> ФРАГМЕНТ ТЕКСТА:
********

Родился и вырос Федор в селе, и откуда только у него взялись, можно сказать, огромные знания истории, литературы, русского языка.
Языкознание нам преподавал сам Реформатский. Сдавать ему некоторые студенты ходили по два раза. На семинарах, когда мы окончательно запутывались в разных аккомодациях, ассимиляциях, морфемах, Александр Александрович обращался к Федору.
— А что скажет по этому поводу будущий профессор языкознания Сухов?
И Федя все нам, как говорится, разобъяснял.
На лекции по советской литературе профессора Новицкого Федор ходил неохотно, а однажды прервал его:
— А вы, профессор, врете.
— Что?! — взвился своим громогласным басом Новицкий.
Федор встал:
— Извините… Неправду говорите. Вот глядите, в книге вот что писал Есенин Мариенгофу, а вы говорите все наоборот.
Директор института вызвал Федора:
— Дорогой друг, ведь теперь Новицкий зарежет тебя на экзамене.
— Это еще посмотрим, кто кого.
Принимать экзамен у Сухова Новицкий отказался, принимал сам директор и поставил “отлично”. Надо сказать, за всю учебу в институте у Федора были только пятерки…
…Год 1958-й.
Я жил в Волжском, а Сухов в Волгограде.
В Союзе писателей шло собрание — обсуждали и, разумеется, осуждали Пастернака за его роман “Доктор Живаго”, за Нобелевскую премию, за его “предательство”.
Только была единогласно принята жесткая, в духе коммунистической принципиальности резолюция, вошел Федор с чемоданом.
— Как хорошо, Феденька, что пришел, мы тут обсуждали Пастернака…
— А чего его обсуждать? Большой поэт.
— Как вы смеете, коммунист Сухов?! — взвился секретарь обкома партии.
— А так и смею, — смиренно улыбнулся Федор. — Я какой-никакой, а все ж поэт, а как вы смеете? За всю свою жизнь, поди, прочитали всего одну книгу, да и то Горького “Мать”.

********

> ЧТО НУЖНО СДЕЛАТЬ:
a - Перепечатайте без изменений текст о Федоре Сухове, начиная со слов «В Союзе писателей» и дальше до слов «обсуждать? Большой поэт.» включительно.
b - Выпишите все фамилии, которые встречаются в тексте о Федоре Сухове, в порядке их первого появления.

[Записи набора данных]
********

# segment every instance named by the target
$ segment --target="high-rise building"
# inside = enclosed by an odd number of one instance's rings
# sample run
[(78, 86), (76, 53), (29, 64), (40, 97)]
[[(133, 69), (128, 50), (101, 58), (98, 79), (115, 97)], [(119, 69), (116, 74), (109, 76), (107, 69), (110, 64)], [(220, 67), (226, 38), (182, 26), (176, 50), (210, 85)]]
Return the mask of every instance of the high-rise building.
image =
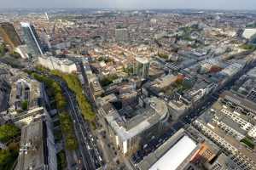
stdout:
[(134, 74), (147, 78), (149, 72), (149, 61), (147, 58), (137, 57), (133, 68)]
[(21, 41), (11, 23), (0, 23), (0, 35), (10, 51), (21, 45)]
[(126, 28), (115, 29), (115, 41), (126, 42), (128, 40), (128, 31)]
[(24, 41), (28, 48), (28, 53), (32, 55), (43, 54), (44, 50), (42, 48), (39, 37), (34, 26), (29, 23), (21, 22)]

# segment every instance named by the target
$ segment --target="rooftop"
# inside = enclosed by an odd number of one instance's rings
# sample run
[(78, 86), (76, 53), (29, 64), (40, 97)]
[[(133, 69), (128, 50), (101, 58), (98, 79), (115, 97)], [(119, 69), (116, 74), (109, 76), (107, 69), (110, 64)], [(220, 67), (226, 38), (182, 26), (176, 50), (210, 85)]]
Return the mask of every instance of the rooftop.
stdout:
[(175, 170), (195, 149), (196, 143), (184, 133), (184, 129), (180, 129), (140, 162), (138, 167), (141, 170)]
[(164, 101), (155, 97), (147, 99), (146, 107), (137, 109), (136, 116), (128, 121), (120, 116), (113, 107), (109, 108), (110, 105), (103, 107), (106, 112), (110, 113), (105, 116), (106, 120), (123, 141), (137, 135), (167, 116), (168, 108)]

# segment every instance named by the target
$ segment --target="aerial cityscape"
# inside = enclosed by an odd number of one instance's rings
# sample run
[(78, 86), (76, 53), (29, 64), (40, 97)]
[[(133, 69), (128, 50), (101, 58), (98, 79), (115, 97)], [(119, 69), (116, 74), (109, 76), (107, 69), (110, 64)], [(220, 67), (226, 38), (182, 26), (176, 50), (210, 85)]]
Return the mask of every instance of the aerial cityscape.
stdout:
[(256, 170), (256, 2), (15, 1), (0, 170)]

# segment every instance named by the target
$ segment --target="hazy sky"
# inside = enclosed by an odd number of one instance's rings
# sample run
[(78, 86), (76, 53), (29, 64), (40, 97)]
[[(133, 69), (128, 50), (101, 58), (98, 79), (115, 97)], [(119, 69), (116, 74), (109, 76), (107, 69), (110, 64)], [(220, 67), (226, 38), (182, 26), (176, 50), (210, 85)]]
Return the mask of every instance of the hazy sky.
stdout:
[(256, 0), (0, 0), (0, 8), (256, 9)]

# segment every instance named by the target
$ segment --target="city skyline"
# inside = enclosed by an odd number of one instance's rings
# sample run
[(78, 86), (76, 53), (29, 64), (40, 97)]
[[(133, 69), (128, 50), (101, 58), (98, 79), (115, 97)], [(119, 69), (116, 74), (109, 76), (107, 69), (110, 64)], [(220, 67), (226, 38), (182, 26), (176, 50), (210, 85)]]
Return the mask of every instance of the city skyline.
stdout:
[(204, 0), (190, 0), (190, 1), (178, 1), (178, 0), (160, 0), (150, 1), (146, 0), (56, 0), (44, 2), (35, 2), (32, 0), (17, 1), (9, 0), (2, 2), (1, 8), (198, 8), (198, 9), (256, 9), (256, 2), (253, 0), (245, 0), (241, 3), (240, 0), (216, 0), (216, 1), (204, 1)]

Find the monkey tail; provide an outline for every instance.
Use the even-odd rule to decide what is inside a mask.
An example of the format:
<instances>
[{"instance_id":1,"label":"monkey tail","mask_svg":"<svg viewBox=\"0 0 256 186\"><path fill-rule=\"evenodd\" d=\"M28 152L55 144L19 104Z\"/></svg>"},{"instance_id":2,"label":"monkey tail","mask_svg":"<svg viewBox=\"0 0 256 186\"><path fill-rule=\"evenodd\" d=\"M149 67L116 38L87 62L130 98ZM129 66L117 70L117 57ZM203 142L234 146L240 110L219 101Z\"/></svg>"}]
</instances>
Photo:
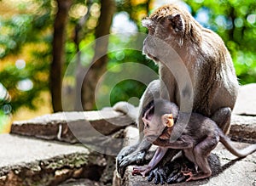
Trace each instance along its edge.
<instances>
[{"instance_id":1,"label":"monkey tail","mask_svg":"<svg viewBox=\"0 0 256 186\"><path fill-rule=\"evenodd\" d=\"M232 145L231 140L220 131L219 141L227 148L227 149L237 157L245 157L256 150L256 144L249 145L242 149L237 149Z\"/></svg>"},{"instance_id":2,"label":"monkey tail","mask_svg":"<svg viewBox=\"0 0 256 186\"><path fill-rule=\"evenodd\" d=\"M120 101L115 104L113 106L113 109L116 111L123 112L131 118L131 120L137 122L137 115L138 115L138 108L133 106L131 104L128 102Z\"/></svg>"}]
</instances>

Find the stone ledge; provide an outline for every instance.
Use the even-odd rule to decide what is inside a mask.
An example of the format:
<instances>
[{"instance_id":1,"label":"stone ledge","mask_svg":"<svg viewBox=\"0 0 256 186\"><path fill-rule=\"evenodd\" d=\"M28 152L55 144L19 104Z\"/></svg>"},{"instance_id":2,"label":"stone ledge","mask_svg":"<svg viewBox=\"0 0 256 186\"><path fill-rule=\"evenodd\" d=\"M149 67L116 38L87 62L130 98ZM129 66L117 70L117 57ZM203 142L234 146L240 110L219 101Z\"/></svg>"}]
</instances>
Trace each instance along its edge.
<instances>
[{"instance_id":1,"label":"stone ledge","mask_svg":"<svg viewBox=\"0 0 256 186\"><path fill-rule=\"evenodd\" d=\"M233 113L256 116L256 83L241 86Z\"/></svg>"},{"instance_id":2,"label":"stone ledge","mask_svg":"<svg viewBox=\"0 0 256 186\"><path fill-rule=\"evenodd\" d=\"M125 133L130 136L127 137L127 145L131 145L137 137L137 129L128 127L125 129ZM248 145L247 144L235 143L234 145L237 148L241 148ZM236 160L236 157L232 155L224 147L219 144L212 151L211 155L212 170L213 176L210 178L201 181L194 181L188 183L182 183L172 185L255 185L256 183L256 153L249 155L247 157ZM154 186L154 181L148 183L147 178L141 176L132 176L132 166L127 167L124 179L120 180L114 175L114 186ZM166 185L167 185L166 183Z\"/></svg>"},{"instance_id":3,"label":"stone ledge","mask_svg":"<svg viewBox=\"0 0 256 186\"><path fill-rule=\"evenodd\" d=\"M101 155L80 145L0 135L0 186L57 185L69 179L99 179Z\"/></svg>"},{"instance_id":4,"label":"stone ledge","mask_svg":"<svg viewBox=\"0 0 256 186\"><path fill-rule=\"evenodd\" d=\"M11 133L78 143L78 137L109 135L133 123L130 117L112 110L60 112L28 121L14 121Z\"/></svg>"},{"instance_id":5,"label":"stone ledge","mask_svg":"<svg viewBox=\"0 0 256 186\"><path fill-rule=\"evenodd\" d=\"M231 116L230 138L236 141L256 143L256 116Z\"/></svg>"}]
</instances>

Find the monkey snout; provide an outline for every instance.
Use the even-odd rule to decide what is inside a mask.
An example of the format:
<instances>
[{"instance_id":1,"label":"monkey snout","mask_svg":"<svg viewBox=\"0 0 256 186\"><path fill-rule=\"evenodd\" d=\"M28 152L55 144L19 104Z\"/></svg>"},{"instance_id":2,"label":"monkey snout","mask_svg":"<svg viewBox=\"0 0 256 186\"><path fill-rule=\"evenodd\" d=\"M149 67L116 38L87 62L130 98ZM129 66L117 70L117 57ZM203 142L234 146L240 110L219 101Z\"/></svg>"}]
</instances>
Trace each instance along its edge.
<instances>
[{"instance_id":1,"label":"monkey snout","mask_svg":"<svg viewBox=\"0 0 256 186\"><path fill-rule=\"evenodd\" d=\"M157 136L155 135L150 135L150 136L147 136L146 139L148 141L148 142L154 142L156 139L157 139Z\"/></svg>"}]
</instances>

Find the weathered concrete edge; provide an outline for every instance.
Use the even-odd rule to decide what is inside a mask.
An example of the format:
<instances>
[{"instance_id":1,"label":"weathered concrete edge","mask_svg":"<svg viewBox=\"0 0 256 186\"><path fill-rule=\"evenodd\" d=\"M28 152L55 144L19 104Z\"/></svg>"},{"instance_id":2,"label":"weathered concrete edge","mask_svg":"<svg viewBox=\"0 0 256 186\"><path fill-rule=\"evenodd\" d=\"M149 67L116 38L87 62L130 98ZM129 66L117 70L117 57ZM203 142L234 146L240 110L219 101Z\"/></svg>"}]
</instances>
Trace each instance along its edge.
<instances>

********

> ОТВЕТЫ К ЗАДАНИЯМ:
a -
В Союзе писателей шло собрание — обсуждали и, разумеется, осуждали Пастернака за его роман “Доктор Живаго”, за Нобелевскую премию, за его “предательство”.
Только была единогласно принята жесткая, в духе коммунистической принципиальности резолюция, вошел Федор с чемоданом.
— Как хорошо, Феденька, что пришел, мы тут обсуждали Пастернака…
— А чего его обсуждать? Большой поэт.

b - Реформатский, Сухов, Новицкий, Есенин, Мариенгоф, Пастернак, Горький